→ Task: Retype the records below exactly, from the line with "stone pedestal, placed" to the line with "[(206, 281)]", including both of those lines. Leave the pictures out of your answer.

→ Records for the exercise:
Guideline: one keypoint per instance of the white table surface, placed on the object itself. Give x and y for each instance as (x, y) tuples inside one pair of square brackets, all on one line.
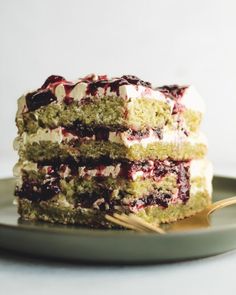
[(214, 275)]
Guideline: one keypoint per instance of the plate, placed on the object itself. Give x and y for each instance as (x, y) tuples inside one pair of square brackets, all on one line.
[(190, 238)]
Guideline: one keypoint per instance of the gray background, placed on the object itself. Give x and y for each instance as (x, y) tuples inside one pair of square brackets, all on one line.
[(161, 41)]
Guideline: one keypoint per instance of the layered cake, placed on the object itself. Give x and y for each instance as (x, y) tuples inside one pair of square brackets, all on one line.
[(101, 145)]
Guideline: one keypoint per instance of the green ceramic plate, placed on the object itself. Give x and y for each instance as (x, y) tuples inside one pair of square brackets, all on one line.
[(191, 238)]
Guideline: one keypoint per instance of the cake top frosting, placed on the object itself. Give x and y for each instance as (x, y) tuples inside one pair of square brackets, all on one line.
[(58, 89)]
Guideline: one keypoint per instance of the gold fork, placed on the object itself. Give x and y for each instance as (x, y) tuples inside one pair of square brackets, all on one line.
[(137, 224)]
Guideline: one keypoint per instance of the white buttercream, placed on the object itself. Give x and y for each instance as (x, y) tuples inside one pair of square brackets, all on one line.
[(21, 106), (168, 137), (55, 135), (60, 92), (202, 168), (192, 100), (79, 91)]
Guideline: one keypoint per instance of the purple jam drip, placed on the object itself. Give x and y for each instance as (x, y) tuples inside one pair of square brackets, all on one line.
[(114, 85), (39, 98), (174, 92), (35, 191), (51, 80), (136, 81), (159, 199)]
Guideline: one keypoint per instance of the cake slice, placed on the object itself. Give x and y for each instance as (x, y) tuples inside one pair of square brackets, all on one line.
[(158, 191), (115, 103), (102, 145)]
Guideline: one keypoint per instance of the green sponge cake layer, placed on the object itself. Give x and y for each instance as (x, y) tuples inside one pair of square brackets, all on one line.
[(146, 186), (56, 144), (108, 111)]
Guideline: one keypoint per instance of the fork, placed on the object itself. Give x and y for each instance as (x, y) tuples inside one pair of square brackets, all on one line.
[(135, 223)]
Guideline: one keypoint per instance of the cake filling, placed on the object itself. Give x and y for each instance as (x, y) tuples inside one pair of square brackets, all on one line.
[(50, 185)]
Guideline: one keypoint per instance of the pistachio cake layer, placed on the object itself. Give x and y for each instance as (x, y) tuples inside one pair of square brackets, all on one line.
[(117, 103), (97, 144), (50, 193)]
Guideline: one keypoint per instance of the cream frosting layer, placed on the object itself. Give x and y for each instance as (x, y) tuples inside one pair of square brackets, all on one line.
[(198, 168), (78, 90)]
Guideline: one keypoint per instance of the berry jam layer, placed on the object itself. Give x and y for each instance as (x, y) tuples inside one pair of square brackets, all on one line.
[(128, 182), (118, 147), (131, 103), (59, 211)]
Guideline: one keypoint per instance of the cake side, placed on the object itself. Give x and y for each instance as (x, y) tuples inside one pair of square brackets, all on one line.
[(102, 145)]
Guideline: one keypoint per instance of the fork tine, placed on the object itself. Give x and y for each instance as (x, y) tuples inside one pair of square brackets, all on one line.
[(121, 223), (138, 222), (147, 225), (125, 219), (221, 204)]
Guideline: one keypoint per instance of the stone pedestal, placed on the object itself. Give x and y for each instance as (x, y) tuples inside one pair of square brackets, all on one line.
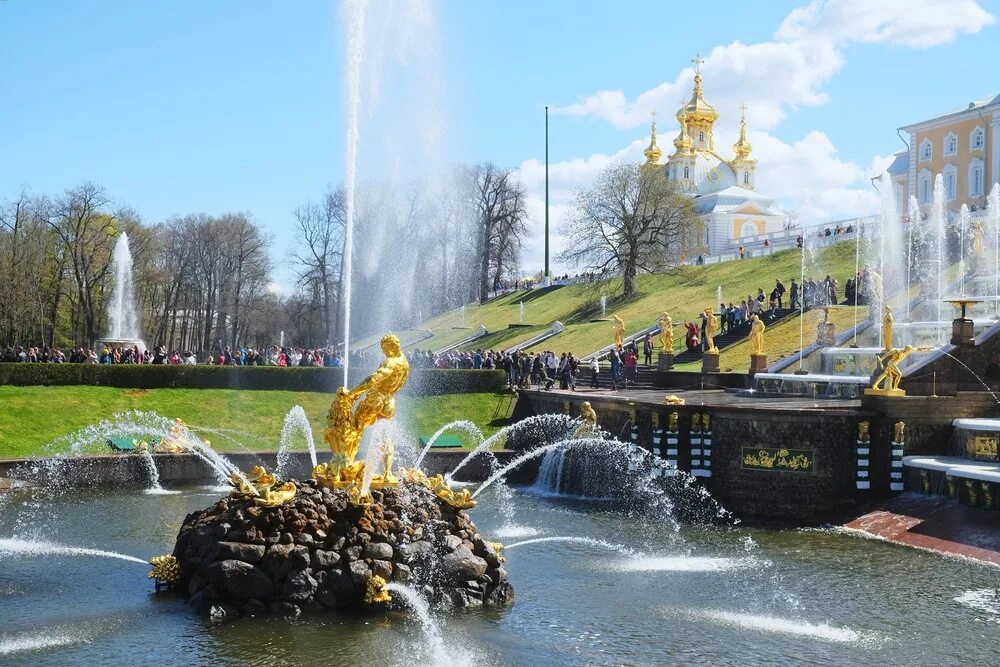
[(665, 361), (710, 362), (963, 333), (758, 363), (826, 334)]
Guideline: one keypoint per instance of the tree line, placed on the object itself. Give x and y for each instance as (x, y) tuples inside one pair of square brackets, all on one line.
[(206, 281)]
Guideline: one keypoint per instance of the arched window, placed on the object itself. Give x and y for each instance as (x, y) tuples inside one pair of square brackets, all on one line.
[(977, 180), (926, 150), (977, 140), (951, 144), (924, 192), (950, 174)]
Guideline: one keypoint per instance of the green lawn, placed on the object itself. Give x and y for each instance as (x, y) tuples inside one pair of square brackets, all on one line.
[(34, 416), (684, 292)]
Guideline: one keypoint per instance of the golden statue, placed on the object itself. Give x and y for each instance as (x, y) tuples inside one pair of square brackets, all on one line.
[(887, 383), (619, 331), (666, 331), (259, 487), (344, 428), (589, 417), (711, 328), (887, 329), (375, 591), (756, 335), (166, 569), (388, 452)]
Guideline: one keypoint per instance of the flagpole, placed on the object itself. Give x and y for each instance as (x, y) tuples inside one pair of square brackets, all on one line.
[(546, 278)]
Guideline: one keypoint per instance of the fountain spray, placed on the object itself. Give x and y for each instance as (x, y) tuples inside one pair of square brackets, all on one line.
[(355, 10)]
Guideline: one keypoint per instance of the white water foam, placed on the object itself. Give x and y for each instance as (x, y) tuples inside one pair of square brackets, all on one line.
[(17, 547), (684, 564), (36, 641), (985, 600), (516, 531), (778, 625)]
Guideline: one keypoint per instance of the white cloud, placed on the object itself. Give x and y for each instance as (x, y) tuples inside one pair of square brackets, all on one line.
[(917, 24), (773, 78)]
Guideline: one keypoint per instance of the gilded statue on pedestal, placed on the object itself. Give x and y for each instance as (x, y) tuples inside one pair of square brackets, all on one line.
[(666, 331), (756, 335), (619, 331), (589, 417), (887, 329), (711, 328), (347, 423), (888, 381)]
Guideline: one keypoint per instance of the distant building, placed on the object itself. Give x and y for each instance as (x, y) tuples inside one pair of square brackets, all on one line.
[(962, 145), (723, 189)]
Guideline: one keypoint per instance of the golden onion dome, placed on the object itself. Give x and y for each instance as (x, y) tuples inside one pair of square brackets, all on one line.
[(683, 141), (653, 152), (698, 110), (742, 147)]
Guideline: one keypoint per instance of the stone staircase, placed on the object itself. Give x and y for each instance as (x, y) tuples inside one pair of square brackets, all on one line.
[(737, 334)]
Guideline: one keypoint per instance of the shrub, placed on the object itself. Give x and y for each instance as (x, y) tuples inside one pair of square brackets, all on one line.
[(423, 381)]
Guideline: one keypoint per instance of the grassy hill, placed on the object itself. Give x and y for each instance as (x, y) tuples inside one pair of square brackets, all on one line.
[(683, 292)]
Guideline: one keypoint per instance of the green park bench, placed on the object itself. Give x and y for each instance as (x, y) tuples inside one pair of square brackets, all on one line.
[(445, 441)]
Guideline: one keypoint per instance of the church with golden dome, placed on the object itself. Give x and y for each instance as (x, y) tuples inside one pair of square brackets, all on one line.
[(723, 189)]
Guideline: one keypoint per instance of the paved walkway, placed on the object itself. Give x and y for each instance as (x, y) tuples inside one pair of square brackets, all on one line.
[(708, 397), (936, 524)]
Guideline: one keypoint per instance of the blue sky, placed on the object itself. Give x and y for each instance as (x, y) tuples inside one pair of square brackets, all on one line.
[(214, 106)]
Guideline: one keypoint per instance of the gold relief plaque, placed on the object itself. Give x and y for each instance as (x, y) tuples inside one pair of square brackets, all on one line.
[(779, 459), (983, 446)]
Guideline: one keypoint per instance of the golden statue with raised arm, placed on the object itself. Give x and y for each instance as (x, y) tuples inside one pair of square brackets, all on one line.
[(666, 331), (346, 423), (711, 328), (887, 383), (619, 330), (756, 335), (887, 329)]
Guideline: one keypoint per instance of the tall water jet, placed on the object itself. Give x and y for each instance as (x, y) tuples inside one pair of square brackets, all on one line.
[(963, 230), (939, 222), (355, 10), (123, 321), (890, 245), (993, 210)]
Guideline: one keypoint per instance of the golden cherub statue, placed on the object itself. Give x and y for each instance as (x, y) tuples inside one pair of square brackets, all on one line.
[(756, 335), (589, 417), (619, 331), (887, 329), (666, 331), (888, 381), (711, 328), (345, 427)]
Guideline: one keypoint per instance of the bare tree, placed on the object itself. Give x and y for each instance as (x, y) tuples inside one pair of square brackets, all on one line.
[(501, 217), (318, 252), (632, 221)]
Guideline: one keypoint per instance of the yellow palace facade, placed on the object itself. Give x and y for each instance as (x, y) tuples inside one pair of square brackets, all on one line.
[(962, 145)]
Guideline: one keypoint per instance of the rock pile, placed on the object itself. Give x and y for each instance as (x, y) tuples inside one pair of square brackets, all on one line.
[(320, 552)]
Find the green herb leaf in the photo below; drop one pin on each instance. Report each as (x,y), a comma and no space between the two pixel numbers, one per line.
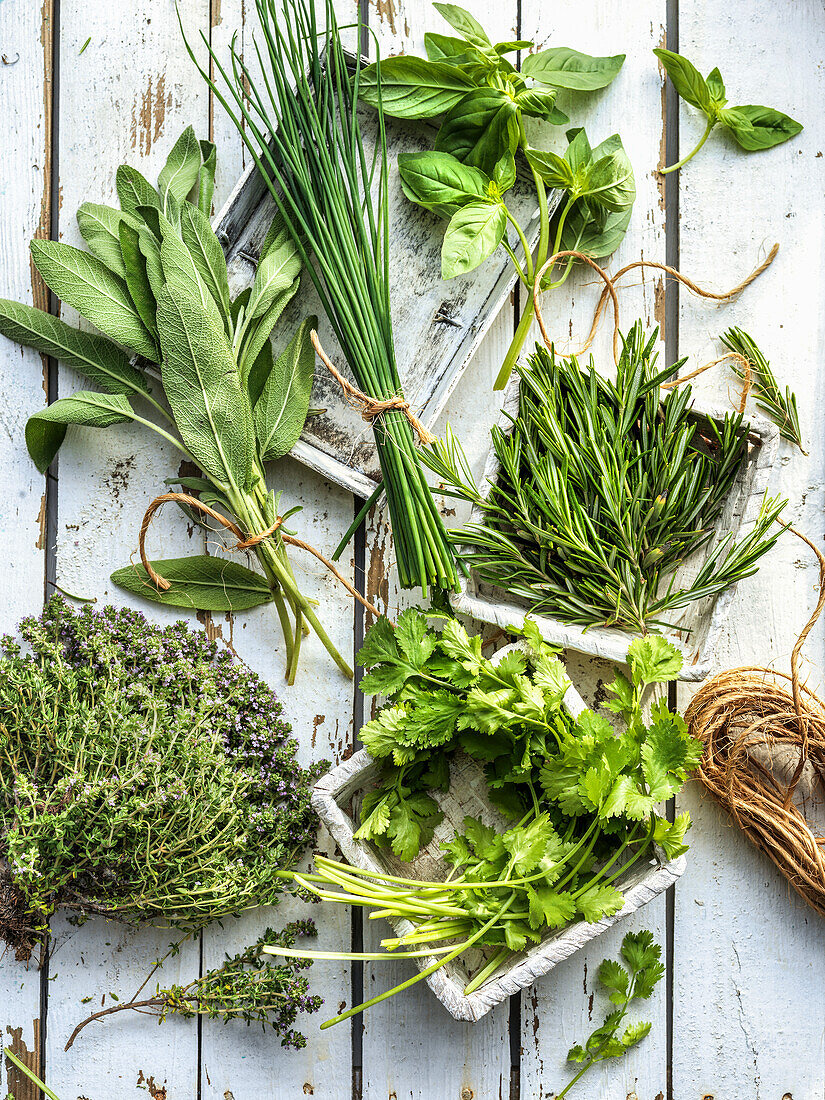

→ Exercise result:
Guideline: one keypoint per instance of the stone pedestal, placed on the object itself. Give x and y for each instance as (x, y) tuples inside one pair of square brackets, all on one line.
[(665, 361), (710, 362), (963, 333), (758, 363), (826, 334)]
Guideline: one keypoint per instance of the tree line, placed on the object itself. Give x and y for each instance as (x, y) tuples inside one pair of square brackets, all on one line.
[(206, 281)]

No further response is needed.